Exercise material
------------------------------------

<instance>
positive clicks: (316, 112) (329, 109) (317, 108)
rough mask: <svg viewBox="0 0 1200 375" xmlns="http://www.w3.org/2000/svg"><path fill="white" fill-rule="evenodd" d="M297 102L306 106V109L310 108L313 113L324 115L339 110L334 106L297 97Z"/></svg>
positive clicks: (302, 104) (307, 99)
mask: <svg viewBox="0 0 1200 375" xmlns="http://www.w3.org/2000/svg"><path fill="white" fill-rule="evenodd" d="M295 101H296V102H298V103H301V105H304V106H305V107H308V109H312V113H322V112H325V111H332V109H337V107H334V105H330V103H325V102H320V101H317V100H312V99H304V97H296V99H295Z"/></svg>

------------------------------------

Problem statement
All the material, top to bottom: write it out again precisely.

Response box
<instance>
positive clicks: (316, 112) (329, 109) (317, 108)
rough mask: <svg viewBox="0 0 1200 375" xmlns="http://www.w3.org/2000/svg"><path fill="white" fill-rule="evenodd" d="M297 102L306 106V109L310 108L313 113L324 115L339 110L334 106L297 97Z"/></svg>
positive clicks: (302, 104) (307, 99)
mask: <svg viewBox="0 0 1200 375" xmlns="http://www.w3.org/2000/svg"><path fill="white" fill-rule="evenodd" d="M295 101H296V102H298V103H301V105H304V106H305V107H308V109H312V113H322V112H325V111H332V109H337V107H334V105H330V103H325V102H320V101H317V100H312V99H304V97H296V99H295Z"/></svg>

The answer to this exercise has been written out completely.